§ What is asked: Show each line of the material below that contains the string "water".

§ Raw data:
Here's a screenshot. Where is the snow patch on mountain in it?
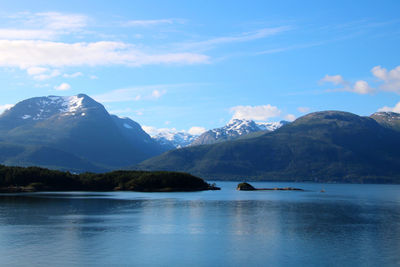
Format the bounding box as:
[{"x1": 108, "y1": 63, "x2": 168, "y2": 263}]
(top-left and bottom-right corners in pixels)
[
  {"x1": 142, "y1": 126, "x2": 199, "y2": 148},
  {"x1": 191, "y1": 119, "x2": 288, "y2": 145}
]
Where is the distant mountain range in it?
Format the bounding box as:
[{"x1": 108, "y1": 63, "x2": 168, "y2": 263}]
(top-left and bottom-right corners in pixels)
[
  {"x1": 0, "y1": 94, "x2": 400, "y2": 183},
  {"x1": 0, "y1": 94, "x2": 166, "y2": 172},
  {"x1": 152, "y1": 119, "x2": 289, "y2": 149},
  {"x1": 190, "y1": 119, "x2": 288, "y2": 146},
  {"x1": 136, "y1": 111, "x2": 400, "y2": 183},
  {"x1": 152, "y1": 129, "x2": 198, "y2": 150}
]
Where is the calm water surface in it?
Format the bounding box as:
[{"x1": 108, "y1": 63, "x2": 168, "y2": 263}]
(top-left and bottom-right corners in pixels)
[{"x1": 0, "y1": 182, "x2": 400, "y2": 266}]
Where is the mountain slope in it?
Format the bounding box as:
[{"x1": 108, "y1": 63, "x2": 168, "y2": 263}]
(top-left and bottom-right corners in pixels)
[
  {"x1": 370, "y1": 112, "x2": 400, "y2": 131},
  {"x1": 0, "y1": 94, "x2": 165, "y2": 171},
  {"x1": 152, "y1": 130, "x2": 198, "y2": 150},
  {"x1": 190, "y1": 119, "x2": 287, "y2": 146},
  {"x1": 137, "y1": 111, "x2": 400, "y2": 183}
]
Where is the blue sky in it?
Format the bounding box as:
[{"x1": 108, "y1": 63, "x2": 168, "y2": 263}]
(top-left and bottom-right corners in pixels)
[{"x1": 0, "y1": 1, "x2": 400, "y2": 132}]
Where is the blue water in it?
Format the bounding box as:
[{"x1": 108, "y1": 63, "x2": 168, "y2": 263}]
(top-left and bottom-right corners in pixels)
[{"x1": 0, "y1": 182, "x2": 400, "y2": 266}]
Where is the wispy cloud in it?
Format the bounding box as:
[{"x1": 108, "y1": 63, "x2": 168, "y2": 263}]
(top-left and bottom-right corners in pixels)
[
  {"x1": 54, "y1": 83, "x2": 71, "y2": 91},
  {"x1": 0, "y1": 12, "x2": 89, "y2": 40},
  {"x1": 371, "y1": 66, "x2": 400, "y2": 94},
  {"x1": 0, "y1": 40, "x2": 209, "y2": 69},
  {"x1": 230, "y1": 104, "x2": 282, "y2": 121},
  {"x1": 63, "y1": 72, "x2": 83, "y2": 78},
  {"x1": 378, "y1": 102, "x2": 400, "y2": 113},
  {"x1": 321, "y1": 75, "x2": 375, "y2": 95},
  {"x1": 122, "y1": 19, "x2": 184, "y2": 27},
  {"x1": 93, "y1": 84, "x2": 189, "y2": 103},
  {"x1": 179, "y1": 26, "x2": 292, "y2": 50},
  {"x1": 321, "y1": 66, "x2": 400, "y2": 94},
  {"x1": 297, "y1": 107, "x2": 311, "y2": 113},
  {"x1": 0, "y1": 104, "x2": 14, "y2": 114},
  {"x1": 257, "y1": 42, "x2": 325, "y2": 55}
]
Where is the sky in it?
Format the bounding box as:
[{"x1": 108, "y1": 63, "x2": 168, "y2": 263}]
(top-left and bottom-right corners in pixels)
[{"x1": 0, "y1": 0, "x2": 400, "y2": 134}]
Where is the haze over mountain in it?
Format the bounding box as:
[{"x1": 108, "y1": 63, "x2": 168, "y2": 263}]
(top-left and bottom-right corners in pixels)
[
  {"x1": 147, "y1": 119, "x2": 288, "y2": 150},
  {"x1": 0, "y1": 94, "x2": 165, "y2": 171},
  {"x1": 137, "y1": 111, "x2": 400, "y2": 183},
  {"x1": 190, "y1": 119, "x2": 288, "y2": 146}
]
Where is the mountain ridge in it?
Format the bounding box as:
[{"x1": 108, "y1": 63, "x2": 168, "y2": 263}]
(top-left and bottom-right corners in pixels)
[
  {"x1": 136, "y1": 111, "x2": 400, "y2": 183},
  {"x1": 0, "y1": 94, "x2": 165, "y2": 171}
]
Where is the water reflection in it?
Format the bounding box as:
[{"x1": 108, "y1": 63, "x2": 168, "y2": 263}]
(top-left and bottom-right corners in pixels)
[{"x1": 0, "y1": 183, "x2": 400, "y2": 266}]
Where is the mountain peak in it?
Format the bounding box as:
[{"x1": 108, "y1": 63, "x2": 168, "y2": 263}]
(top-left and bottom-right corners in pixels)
[{"x1": 2, "y1": 94, "x2": 104, "y2": 121}]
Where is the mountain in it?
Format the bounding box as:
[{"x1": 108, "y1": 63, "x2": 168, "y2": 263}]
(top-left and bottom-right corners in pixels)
[
  {"x1": 191, "y1": 119, "x2": 288, "y2": 146},
  {"x1": 152, "y1": 129, "x2": 198, "y2": 150},
  {"x1": 0, "y1": 94, "x2": 165, "y2": 171},
  {"x1": 136, "y1": 111, "x2": 400, "y2": 183},
  {"x1": 371, "y1": 112, "x2": 400, "y2": 131}
]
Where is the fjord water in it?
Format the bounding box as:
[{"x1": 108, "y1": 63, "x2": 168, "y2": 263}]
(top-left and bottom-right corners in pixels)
[{"x1": 0, "y1": 182, "x2": 400, "y2": 266}]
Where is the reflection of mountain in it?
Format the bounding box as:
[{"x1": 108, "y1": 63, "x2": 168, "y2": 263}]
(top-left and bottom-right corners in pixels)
[
  {"x1": 138, "y1": 111, "x2": 400, "y2": 182},
  {"x1": 0, "y1": 94, "x2": 164, "y2": 171}
]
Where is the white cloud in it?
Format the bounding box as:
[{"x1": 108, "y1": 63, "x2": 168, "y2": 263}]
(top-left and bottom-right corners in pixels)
[
  {"x1": 93, "y1": 84, "x2": 188, "y2": 103},
  {"x1": 0, "y1": 104, "x2": 14, "y2": 114},
  {"x1": 0, "y1": 40, "x2": 209, "y2": 68},
  {"x1": 63, "y1": 72, "x2": 83, "y2": 78},
  {"x1": 188, "y1": 126, "x2": 207, "y2": 135},
  {"x1": 123, "y1": 19, "x2": 176, "y2": 27},
  {"x1": 26, "y1": 67, "x2": 48, "y2": 75},
  {"x1": 230, "y1": 104, "x2": 281, "y2": 121},
  {"x1": 285, "y1": 114, "x2": 296, "y2": 121},
  {"x1": 0, "y1": 12, "x2": 89, "y2": 40},
  {"x1": 352, "y1": 80, "x2": 374, "y2": 95},
  {"x1": 33, "y1": 70, "x2": 61, "y2": 81},
  {"x1": 54, "y1": 83, "x2": 71, "y2": 91},
  {"x1": 321, "y1": 75, "x2": 345, "y2": 85},
  {"x1": 371, "y1": 66, "x2": 400, "y2": 94},
  {"x1": 378, "y1": 102, "x2": 400, "y2": 113},
  {"x1": 142, "y1": 125, "x2": 207, "y2": 136},
  {"x1": 142, "y1": 125, "x2": 177, "y2": 136},
  {"x1": 297, "y1": 107, "x2": 310, "y2": 113},
  {"x1": 151, "y1": 90, "x2": 167, "y2": 98},
  {"x1": 0, "y1": 29, "x2": 57, "y2": 40},
  {"x1": 28, "y1": 12, "x2": 89, "y2": 31},
  {"x1": 321, "y1": 75, "x2": 375, "y2": 95},
  {"x1": 321, "y1": 66, "x2": 400, "y2": 95},
  {"x1": 179, "y1": 26, "x2": 291, "y2": 50}
]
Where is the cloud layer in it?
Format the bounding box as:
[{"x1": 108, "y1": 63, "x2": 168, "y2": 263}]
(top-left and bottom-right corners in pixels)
[
  {"x1": 230, "y1": 104, "x2": 281, "y2": 121},
  {"x1": 0, "y1": 40, "x2": 209, "y2": 69},
  {"x1": 378, "y1": 102, "x2": 400, "y2": 113},
  {"x1": 321, "y1": 66, "x2": 400, "y2": 95}
]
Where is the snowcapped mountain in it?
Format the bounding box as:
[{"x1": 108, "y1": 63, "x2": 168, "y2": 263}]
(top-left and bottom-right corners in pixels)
[
  {"x1": 0, "y1": 94, "x2": 166, "y2": 171},
  {"x1": 370, "y1": 111, "x2": 400, "y2": 131},
  {"x1": 146, "y1": 129, "x2": 198, "y2": 149},
  {"x1": 256, "y1": 121, "x2": 289, "y2": 132},
  {"x1": 191, "y1": 119, "x2": 288, "y2": 146}
]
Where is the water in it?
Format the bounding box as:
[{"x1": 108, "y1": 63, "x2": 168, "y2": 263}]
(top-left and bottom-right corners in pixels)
[{"x1": 0, "y1": 182, "x2": 400, "y2": 266}]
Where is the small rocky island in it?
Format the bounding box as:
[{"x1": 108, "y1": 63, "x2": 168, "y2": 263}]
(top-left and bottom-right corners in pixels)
[
  {"x1": 236, "y1": 183, "x2": 304, "y2": 191},
  {"x1": 0, "y1": 165, "x2": 220, "y2": 193}
]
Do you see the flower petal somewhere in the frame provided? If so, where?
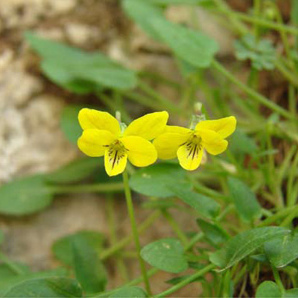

§ Exercise response:
Where is the calm water surface in it?
Where is the blue water in it?
Where is the water reflection in it?
Where is the fjord water in it?
Where is the water in it?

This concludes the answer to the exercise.